[Begin Supplied data]
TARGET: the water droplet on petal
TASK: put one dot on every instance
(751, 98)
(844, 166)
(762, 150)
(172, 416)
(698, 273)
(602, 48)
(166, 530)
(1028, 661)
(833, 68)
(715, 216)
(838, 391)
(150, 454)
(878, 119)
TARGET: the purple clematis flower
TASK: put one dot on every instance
[End Supplied data]
Objective >>
Rewrite every line of the items above, including the requests, multiplying each point coordinate in the answers by 2.6 and rounding to the nearest whole number, with halves rounded up.

Response for this exercise >>
TARGET: the water droplet on petal
TASK: put one dot on every instance
(1953, 255)
(2194, 432)
(1981, 390)
(447, 1082)
(1815, 710)
(1565, 125)
(432, 1378)
(2673, 1719)
(2166, 177)
(1859, 562)
(2179, 1017)
(390, 1180)
(2283, 309)
TARGET: the purple clematis flower
TASK: put one dot on every instance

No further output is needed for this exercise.